→ EXTRAIT:
III. POLITIQUE DE L'INTÉGRATION : UN RENFORCEMENT DES EXIGENCES PERMIS PAR UNE RATIONALISATION DES DISPOSITIFS DE FORMATION
A. UNE STABILISATION DES CRÉDITS DU PROGRAMME 104
Après une diminution importante en 2025 (- 15 %), les crédits demandés pour 2026 pour le programme 104 « Intégration et accès à la nationalité française » s'élèvent à 368,4 M€ (+ 2,3 M€, soit + 0,65 %). Ce programme soutient le financement de la politique d'accueil et d'intégration des étrangers primo-arrivants, portée principalement par deux actions :
· l'action 11 « Accueil des étrangers primo-arrivants » (268,4 M€, montant identique à celui inscrit en LFI 2025) finance les formations à destination des étrangers primo-arrivants non encore admis à séjourner durablement en France. Principalement mis en oeuvre par l'OFII, ces crédits financent notamment la mise en oeuvre du contrat d'intégration républicaine (CIR) et les formations associées, civiques et linguistiques ;
· l'action 12 « Intégration des étrangers primo-arrivants » (97,3 M€ et 12 M€ de fonds de concours, en hausse de 1,7 M€ par rapport à la LFI 2025, soit + 2 %) finance les actions à destination des étrangers admis à séjourner durablement sur le territoire français, dont les bénéficiaires de la protection internationale.
En 2025, les contraintes budgétaires se sont traduites par une baisse sensible du nombre de CIR conclus, qui s'élève à 44 000 pour le premier semestre 2025, contre 114 443 en 2024 et 127 876 en 2023. L'OFII prévoit le retour en 2026 à un niveau comparable à celui des années précédentes (122 000). Ces mêmes considérations ont également conduit à un redimensionnement du programme « AGIR », déployé dans l'ensemble des départements de France métropolitaine depuis l'été 2025 : il a été recentré sur les publics les plus vulnérables, sans hébergement ou sans emploi et le nombre de bénéficiaires actifs plafonné à 25 00018(*).

(Entrées d'annotation par boîtes englobantes)
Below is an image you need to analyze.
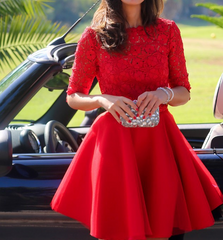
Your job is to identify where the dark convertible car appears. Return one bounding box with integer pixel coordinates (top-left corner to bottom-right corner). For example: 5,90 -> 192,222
0,21 -> 223,239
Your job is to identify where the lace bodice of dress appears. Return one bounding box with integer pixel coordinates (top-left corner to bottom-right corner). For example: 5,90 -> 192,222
67,19 -> 190,99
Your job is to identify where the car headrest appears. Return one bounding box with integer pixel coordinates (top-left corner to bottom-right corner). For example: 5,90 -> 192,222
213,74 -> 223,119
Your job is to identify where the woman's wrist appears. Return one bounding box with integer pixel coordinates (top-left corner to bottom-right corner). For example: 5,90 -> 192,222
157,87 -> 174,104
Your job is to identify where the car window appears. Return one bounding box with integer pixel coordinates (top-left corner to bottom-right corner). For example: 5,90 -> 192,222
13,87 -> 63,123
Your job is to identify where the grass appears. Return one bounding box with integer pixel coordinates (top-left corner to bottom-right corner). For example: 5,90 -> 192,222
170,25 -> 223,123
0,24 -> 223,126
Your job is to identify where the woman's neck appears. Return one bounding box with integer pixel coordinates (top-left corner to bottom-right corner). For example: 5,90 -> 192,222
123,4 -> 142,27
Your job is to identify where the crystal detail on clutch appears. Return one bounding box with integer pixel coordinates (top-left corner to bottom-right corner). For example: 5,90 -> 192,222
120,101 -> 160,127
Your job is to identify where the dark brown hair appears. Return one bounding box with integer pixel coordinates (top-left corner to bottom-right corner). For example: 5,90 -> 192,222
91,0 -> 163,53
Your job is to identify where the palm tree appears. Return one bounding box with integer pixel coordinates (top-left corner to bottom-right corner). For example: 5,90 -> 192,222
191,3 -> 223,28
0,0 -> 64,72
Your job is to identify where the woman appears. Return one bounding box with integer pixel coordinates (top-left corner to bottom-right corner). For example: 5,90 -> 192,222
52,0 -> 222,240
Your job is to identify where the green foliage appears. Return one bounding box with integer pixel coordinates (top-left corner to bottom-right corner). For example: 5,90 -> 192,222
0,0 -> 64,71
191,3 -> 223,28
0,0 -> 53,17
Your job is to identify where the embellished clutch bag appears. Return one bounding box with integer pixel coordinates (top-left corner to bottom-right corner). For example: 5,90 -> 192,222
120,101 -> 160,127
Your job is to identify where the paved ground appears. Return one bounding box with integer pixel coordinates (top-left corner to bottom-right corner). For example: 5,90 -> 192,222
0,212 -> 223,240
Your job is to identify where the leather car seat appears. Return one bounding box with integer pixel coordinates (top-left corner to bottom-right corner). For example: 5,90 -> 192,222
202,74 -> 223,149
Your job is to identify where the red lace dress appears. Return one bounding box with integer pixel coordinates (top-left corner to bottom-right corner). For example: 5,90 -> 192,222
52,19 -> 222,240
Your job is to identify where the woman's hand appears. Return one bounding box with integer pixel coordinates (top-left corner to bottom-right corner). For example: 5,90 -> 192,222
98,94 -> 138,123
137,89 -> 168,118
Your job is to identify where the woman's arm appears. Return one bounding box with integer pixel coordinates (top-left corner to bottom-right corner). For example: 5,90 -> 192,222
137,86 -> 190,117
67,92 -> 137,123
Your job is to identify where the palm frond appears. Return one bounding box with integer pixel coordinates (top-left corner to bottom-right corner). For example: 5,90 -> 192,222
196,3 -> 223,16
0,16 -> 65,70
191,15 -> 223,28
0,0 -> 54,17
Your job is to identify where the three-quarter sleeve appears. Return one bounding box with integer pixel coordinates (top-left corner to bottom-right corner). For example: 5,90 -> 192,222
169,22 -> 191,91
67,28 -> 97,95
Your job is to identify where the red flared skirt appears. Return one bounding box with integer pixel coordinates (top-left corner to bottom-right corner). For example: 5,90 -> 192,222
51,110 -> 222,240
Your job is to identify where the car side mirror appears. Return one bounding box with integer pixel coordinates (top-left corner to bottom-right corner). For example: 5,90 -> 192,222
0,130 -> 12,177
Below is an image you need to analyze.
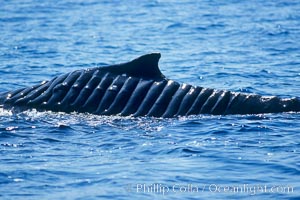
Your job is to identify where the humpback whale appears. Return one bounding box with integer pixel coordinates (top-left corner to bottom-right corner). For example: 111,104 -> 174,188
0,53 -> 300,118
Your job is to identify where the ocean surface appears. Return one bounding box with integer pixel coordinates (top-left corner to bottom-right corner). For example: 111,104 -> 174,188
0,0 -> 300,200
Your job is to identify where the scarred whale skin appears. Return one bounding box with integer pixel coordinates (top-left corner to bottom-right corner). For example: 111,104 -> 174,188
0,53 -> 300,117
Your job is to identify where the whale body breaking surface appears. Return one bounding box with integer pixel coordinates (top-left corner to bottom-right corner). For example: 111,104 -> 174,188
0,53 -> 300,117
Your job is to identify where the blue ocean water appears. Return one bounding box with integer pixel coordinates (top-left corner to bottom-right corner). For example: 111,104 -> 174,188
0,0 -> 300,199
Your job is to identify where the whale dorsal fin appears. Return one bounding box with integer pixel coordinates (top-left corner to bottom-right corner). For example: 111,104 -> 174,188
104,53 -> 164,79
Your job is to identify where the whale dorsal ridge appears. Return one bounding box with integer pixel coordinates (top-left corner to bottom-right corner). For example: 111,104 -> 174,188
104,53 -> 164,79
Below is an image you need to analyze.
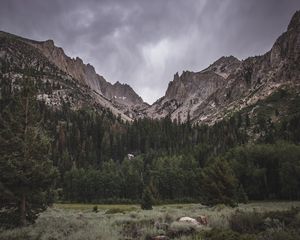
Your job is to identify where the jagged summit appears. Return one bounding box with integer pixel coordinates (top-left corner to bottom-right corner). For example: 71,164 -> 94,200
288,10 -> 300,30
0,11 -> 300,124
145,11 -> 300,124
0,31 -> 147,120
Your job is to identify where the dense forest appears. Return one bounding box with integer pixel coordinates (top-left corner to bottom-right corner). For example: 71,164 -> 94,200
0,78 -> 300,226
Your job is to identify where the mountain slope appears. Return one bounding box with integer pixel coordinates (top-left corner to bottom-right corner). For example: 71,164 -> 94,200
145,11 -> 300,124
0,32 -> 147,120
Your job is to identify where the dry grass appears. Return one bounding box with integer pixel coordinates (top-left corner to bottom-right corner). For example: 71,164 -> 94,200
0,202 -> 300,240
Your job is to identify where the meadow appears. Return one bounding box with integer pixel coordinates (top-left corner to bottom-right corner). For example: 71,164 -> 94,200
0,202 -> 300,240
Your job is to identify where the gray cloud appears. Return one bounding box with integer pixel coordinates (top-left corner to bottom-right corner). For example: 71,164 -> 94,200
0,0 -> 300,103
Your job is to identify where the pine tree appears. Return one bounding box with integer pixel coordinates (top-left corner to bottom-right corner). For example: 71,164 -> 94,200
0,79 -> 57,225
201,158 -> 238,206
141,187 -> 153,210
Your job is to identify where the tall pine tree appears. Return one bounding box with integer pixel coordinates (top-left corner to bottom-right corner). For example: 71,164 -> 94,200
0,78 -> 57,225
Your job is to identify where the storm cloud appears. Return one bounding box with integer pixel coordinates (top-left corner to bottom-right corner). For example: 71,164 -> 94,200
0,0 -> 300,103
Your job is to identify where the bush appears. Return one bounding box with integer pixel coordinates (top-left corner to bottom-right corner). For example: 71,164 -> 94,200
229,212 -> 265,233
93,205 -> 98,213
105,208 -> 125,214
141,188 -> 154,210
202,229 -> 257,240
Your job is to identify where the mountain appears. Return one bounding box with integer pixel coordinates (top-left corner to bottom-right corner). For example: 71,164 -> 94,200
144,11 -> 300,124
0,32 -> 148,121
0,11 -> 300,125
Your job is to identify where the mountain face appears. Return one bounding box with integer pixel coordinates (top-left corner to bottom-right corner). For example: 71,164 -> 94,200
144,11 -> 300,124
0,11 -> 300,124
0,32 -> 147,120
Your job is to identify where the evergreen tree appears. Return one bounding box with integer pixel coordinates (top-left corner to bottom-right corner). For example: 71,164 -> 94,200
0,79 -> 57,225
201,158 -> 238,206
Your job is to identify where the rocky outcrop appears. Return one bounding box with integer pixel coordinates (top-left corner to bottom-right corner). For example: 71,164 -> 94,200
29,40 -> 144,106
145,11 -> 300,124
145,56 -> 241,122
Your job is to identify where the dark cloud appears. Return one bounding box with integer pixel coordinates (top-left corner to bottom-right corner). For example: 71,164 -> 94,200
0,0 -> 300,102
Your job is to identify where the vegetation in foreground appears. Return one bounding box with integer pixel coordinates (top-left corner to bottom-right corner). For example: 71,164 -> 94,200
0,77 -> 300,228
0,202 -> 300,240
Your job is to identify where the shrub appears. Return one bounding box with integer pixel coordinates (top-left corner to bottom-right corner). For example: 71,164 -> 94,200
141,188 -> 153,210
93,205 -> 98,213
229,212 -> 265,233
105,208 -> 125,214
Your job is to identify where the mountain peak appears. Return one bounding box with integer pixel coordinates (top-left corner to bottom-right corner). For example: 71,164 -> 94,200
288,10 -> 300,30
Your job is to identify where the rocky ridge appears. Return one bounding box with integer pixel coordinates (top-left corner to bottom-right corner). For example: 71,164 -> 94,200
144,11 -> 300,124
0,32 -> 148,121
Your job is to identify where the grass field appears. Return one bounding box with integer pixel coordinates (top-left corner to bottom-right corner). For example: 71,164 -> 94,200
0,202 -> 300,240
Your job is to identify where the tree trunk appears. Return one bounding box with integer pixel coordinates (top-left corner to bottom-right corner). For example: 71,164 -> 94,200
20,193 -> 26,226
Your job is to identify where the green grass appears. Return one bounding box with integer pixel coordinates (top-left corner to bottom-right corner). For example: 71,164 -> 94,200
53,203 -> 139,211
0,202 -> 300,240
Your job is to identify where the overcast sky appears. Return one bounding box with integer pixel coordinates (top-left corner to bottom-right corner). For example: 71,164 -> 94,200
0,0 -> 300,103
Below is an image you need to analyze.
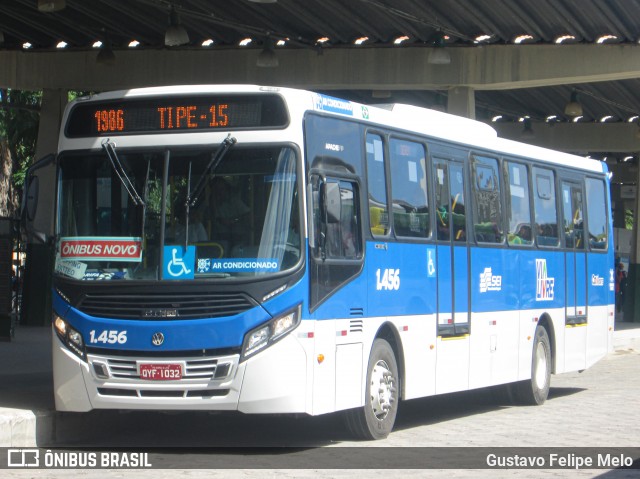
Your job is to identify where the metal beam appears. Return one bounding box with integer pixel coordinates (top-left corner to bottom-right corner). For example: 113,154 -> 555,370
0,45 -> 640,91
491,122 -> 640,154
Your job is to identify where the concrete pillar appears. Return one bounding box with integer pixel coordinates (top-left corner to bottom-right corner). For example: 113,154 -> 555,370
447,86 -> 476,120
624,161 -> 640,322
21,90 -> 68,326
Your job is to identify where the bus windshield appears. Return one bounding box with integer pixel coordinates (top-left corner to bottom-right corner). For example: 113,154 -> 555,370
55,145 -> 301,281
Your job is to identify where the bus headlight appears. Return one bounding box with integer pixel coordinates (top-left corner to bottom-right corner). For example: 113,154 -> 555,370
53,313 -> 85,360
240,305 -> 300,361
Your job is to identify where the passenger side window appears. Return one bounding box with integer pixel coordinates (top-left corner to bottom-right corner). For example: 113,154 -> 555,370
505,162 -> 533,245
561,181 -> 584,249
367,133 -> 390,236
533,168 -> 558,246
586,178 -> 608,250
389,139 -> 429,238
473,156 -> 504,243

→ EXERCICES:
1. Convertissez en tableau Markdown les lignes de la liste, de celle qui contient « Your job is to identify where the green foliage » jusqu'à celle qui contient « 202,74 -> 223,149 », incluse. Mettez le numéro de rang dans une colonne « N° » et le texte dans une colonne « Ligne », en omettant les lignes vides.
2. Poursuivez l'extrait sur les crédits du programme 104 à partir de sa dernière phrase.
L'extrait et la liste ne proviennent pas de la même source.

→ RÉPONSES PAR EXERCICE:
1.
| N° | Ligne |
|---|---|
| 1 | Your job is to identify where the green foliage appears. Return one bounding box with integer pixel coordinates (top-left corner to bottom-right corner). For example: 5,90 -> 192,222 |
| 2 | 0,0 -> 64,71 |
| 3 | 191,3 -> 223,28 |
| 4 | 0,0 -> 53,17 |
| 5 | Your job is to identify where the embellished clutch bag appears. Return one bounding box with integer pixel coordinates (top-left corner to bottom-right corner). For example: 5,90 -> 192,222 |
| 6 | 120,101 -> 160,127 |
| 7 | Your job is to identify where the paved ground appears. Return one bounding box with integer pixel coordinates (top-left corner to bottom-right corner). For example: 5,90 -> 192,222 |
| 8 | 0,212 -> 223,240 |
| 9 | Your job is to identify where the leather car seat appears. Return one bounding box with integer pixel coordinates (top-left corner to bottom-right corner). For example: 5,90 -> 192,222 |
| 10 | 202,74 -> 223,149 |

2.
La stabilité des crédits affectés au programme 104 intervient toutefois dans un contexte marqué, d'une part, par l'augmentation continue du public cible et, d'autre part, par le renforcement des exigences en matière de formation civique et linguistique.
B. FAIRE BEAUCOUP PLUS ET MIEUX À MOYENS CONSTANTS : UN DÉFI POUR LA FORMATION LINGUISTIQUE DES ÉTRANGERS
1. Un rehaussement des exigences linguistiques qui devrait se traduire par une forte augmentation du besoin de formation
L'article 20 de la loi du 26 janvier 2024 a opéré, à l'initiative de la commission des lois du Sénat, un rehaussement des exigences linguistiques pour la délivrance de certains titres de séjour et pour la naturalisation19(*).
Exigences linguistiques
(niveaux du CECRL)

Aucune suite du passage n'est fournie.